TASK DETAILS
Each line in the listing below needs to be transcribed exactly.

GIVEN RECORDS
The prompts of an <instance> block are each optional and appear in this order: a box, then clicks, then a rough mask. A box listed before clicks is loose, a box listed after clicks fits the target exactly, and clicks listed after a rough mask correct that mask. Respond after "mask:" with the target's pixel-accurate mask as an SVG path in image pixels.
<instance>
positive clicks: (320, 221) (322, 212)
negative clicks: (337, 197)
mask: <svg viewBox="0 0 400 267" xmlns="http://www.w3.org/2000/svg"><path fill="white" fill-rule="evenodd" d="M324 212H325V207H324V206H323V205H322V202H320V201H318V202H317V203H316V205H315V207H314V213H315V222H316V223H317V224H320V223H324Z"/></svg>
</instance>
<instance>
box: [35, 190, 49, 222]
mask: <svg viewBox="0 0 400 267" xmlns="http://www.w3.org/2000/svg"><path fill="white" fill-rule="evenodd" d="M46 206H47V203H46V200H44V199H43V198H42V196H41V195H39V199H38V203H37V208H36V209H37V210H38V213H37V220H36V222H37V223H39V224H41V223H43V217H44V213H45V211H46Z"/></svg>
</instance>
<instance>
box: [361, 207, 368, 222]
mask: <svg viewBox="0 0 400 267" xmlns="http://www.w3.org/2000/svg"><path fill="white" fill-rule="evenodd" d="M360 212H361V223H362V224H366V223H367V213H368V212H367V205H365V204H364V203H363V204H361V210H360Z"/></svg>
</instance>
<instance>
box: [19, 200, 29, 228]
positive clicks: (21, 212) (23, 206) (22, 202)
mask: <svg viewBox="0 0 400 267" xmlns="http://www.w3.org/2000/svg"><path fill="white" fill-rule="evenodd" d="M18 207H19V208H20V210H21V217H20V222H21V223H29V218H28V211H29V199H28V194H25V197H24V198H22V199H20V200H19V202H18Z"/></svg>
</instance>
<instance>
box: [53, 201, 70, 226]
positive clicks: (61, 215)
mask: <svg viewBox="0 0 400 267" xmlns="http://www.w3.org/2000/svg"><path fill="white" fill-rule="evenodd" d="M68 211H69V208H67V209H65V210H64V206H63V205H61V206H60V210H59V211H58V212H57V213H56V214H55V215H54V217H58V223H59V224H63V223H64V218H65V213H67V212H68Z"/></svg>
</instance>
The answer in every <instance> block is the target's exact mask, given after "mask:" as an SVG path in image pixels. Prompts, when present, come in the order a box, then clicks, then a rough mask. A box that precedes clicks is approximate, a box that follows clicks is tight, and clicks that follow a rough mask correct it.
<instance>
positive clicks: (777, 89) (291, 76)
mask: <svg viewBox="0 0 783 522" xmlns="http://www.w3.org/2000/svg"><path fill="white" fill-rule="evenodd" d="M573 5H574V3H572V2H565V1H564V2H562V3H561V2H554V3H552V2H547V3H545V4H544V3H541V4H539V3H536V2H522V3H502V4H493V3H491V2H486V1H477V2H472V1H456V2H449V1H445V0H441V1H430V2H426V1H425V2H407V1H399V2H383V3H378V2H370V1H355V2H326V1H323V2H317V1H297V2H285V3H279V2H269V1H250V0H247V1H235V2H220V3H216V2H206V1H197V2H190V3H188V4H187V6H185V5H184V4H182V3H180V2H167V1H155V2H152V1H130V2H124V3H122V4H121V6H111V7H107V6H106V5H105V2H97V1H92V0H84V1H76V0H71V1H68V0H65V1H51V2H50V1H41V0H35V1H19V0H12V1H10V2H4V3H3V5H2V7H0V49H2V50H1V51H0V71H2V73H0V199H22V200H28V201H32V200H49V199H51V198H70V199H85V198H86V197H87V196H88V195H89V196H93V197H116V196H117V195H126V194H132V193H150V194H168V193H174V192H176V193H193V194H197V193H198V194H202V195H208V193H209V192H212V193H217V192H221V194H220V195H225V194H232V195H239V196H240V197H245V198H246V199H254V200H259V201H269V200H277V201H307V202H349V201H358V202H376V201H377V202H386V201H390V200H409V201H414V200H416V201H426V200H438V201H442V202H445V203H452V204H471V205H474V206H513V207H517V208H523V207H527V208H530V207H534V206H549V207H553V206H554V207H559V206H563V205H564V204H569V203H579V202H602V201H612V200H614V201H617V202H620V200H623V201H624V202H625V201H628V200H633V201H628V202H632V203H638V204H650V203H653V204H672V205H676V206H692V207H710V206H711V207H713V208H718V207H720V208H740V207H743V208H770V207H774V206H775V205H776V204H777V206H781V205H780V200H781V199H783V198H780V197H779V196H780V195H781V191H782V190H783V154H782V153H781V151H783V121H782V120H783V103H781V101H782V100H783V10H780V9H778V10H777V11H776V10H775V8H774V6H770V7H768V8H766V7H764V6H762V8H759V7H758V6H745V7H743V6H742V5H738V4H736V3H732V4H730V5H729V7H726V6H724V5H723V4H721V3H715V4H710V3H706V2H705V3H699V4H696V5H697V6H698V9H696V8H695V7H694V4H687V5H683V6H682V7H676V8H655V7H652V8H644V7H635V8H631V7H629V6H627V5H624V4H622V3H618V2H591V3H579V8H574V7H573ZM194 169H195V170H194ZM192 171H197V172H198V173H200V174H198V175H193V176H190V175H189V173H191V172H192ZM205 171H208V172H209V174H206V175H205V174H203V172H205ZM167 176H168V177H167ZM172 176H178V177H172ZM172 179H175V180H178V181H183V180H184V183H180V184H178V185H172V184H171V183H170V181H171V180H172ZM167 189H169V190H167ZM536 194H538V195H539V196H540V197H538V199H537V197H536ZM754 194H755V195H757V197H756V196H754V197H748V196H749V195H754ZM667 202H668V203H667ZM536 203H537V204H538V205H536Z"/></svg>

RESPONSE TO THE EXERCISE
The prompts of an <instance> block are each optional and appear in this order: a box, then clicks, then a rough mask. A box listed before clicks is loose, a box listed after clicks fits the target exactly, and clicks listed after a rough mask correct that mask. Respond after "mask:" with the target's pixel-accurate mask as an SVG path in image pixels.
<instance>
positive clicks: (320, 221) (322, 212)
negative clicks: (337, 197)
mask: <svg viewBox="0 0 400 267" xmlns="http://www.w3.org/2000/svg"><path fill="white" fill-rule="evenodd" d="M324 212H325V207H324V206H323V205H322V202H320V201H318V202H317V203H316V205H315V207H314V213H315V222H316V223H317V224H320V223H324Z"/></svg>
</instance>
<instance>
box: [35, 190, 49, 222]
mask: <svg viewBox="0 0 400 267" xmlns="http://www.w3.org/2000/svg"><path fill="white" fill-rule="evenodd" d="M46 206H47V203H46V200H44V199H43V198H42V196H41V195H39V199H38V203H37V208H36V209H37V210H38V213H37V220H36V222H37V223H39V224H41V223H43V217H44V213H45V211H46Z"/></svg>
</instance>
<instance>
box: [361, 207, 368, 222]
mask: <svg viewBox="0 0 400 267" xmlns="http://www.w3.org/2000/svg"><path fill="white" fill-rule="evenodd" d="M360 212H361V223H362V224H366V223H367V213H368V212H367V205H365V204H364V203H363V204H361V210H360Z"/></svg>
</instance>
<instance>
box: [19, 200, 29, 228]
positive clicks: (21, 212) (23, 206) (22, 202)
mask: <svg viewBox="0 0 400 267" xmlns="http://www.w3.org/2000/svg"><path fill="white" fill-rule="evenodd" d="M18 207H19V208H20V210H21V217H20V222H21V223H29V218H28V211H29V199H28V194H25V197H24V198H22V199H20V200H19V202H18Z"/></svg>
</instance>
<instance>
box: [53, 201, 70, 226]
positive clicks: (61, 215)
mask: <svg viewBox="0 0 400 267" xmlns="http://www.w3.org/2000/svg"><path fill="white" fill-rule="evenodd" d="M68 211H69V208H67V209H65V210H64V206H63V205H61V206H60V210H59V211H58V212H57V213H56V214H55V215H54V217H58V223H59V224H63V223H64V218H65V213H67V212H68Z"/></svg>
</instance>
The answer in every <instance> block is the target's exact mask, given after "mask:" as an SVG path in image pixels. Prompts, when present, come in the order a box, then clicks, then a rough mask. A box that precedes clicks is approximate, a box that follows clicks is tight, and clicks that follow a rough mask correct it.
<instance>
positive clicks: (777, 89) (291, 76)
mask: <svg viewBox="0 0 783 522" xmlns="http://www.w3.org/2000/svg"><path fill="white" fill-rule="evenodd" d="M573 5H574V3H572V2H565V1H564V2H562V3H561V2H554V3H552V2H547V3H545V4H544V3H541V4H539V3H536V2H522V3H502V4H493V3H491V2H486V1H477V2H472V1H456V2H449V1H445V0H441V1H430V2H426V1H425V2H407V1H399V2H383V3H378V2H370V1H355V2H326V1H323V2H317V1H297V2H285V3H279V2H269V1H250V0H247V1H235V2H220V3H216V2H206V1H197V2H190V3H188V4H187V6H185V5H184V4H182V3H180V2H167V1H155V2H152V1H130V2H124V3H122V4H121V6H111V7H107V6H106V5H105V2H97V1H92V0H84V1H76V0H71V1H68V0H65V1H51V2H50V1H41V0H35V1H19V0H12V1H10V2H4V3H3V5H2V7H0V49H2V50H1V51H0V71H2V73H0V199H22V200H28V201H32V200H49V199H51V198H70V199H85V198H86V197H87V196H88V195H89V196H93V197H116V196H117V195H126V194H132V193H150V194H168V193H174V192H176V193H193V194H197V193H198V194H202V195H208V193H209V192H212V193H217V192H221V194H220V195H225V194H232V195H239V196H240V197H245V198H246V199H254V200H259V201H269V200H277V201H307V202H349V201H358V202H376V201H377V202H386V201H390V200H409V201H414V200H416V201H426V200H438V201H442V202H445V203H452V204H471V205H474V206H513V207H517V208H523V207H527V208H530V207H534V206H549V207H553V206H554V207H559V206H563V205H564V204H569V203H579V202H602V201H612V200H614V201H617V202H620V200H623V201H624V202H625V201H628V200H633V201H628V202H632V203H638V204H650V203H653V204H672V205H676V206H692V207H710V206H711V207H713V208H718V207H720V208H740V207H743V208H770V207H774V206H775V205H776V204H777V206H781V205H780V200H781V199H783V198H780V197H779V196H780V195H781V191H782V190H783V154H782V153H781V151H783V121H782V120H783V103H781V101H782V100H783V10H780V9H778V10H777V11H776V10H775V8H774V6H770V7H768V8H766V7H764V6H762V8H759V7H758V6H745V7H743V6H742V5H738V4H736V3H732V4H730V5H729V7H726V6H724V5H723V4H721V3H715V4H710V3H706V2H705V3H699V4H696V5H697V6H698V9H696V8H695V7H694V4H687V5H683V6H682V7H676V8H655V7H652V8H644V7H635V8H631V7H629V6H627V5H624V4H622V3H618V2H591V3H579V8H574V7H573ZM194 169H195V170H194ZM192 171H197V172H198V173H200V174H198V175H193V176H190V175H189V173H191V172H192ZM205 171H208V172H209V174H206V175H205V174H203V172H205ZM167 176H168V177H167ZM172 176H178V177H172ZM172 179H175V180H178V181H183V180H184V183H180V184H178V185H172V184H171V183H170V181H171V180H172ZM167 189H169V190H167ZM536 194H538V195H539V196H540V197H538V199H537V197H536ZM754 194H755V195H757V197H756V196H754V197H748V196H749V195H754ZM667 202H668V203H667ZM536 203H537V204H538V205H536Z"/></svg>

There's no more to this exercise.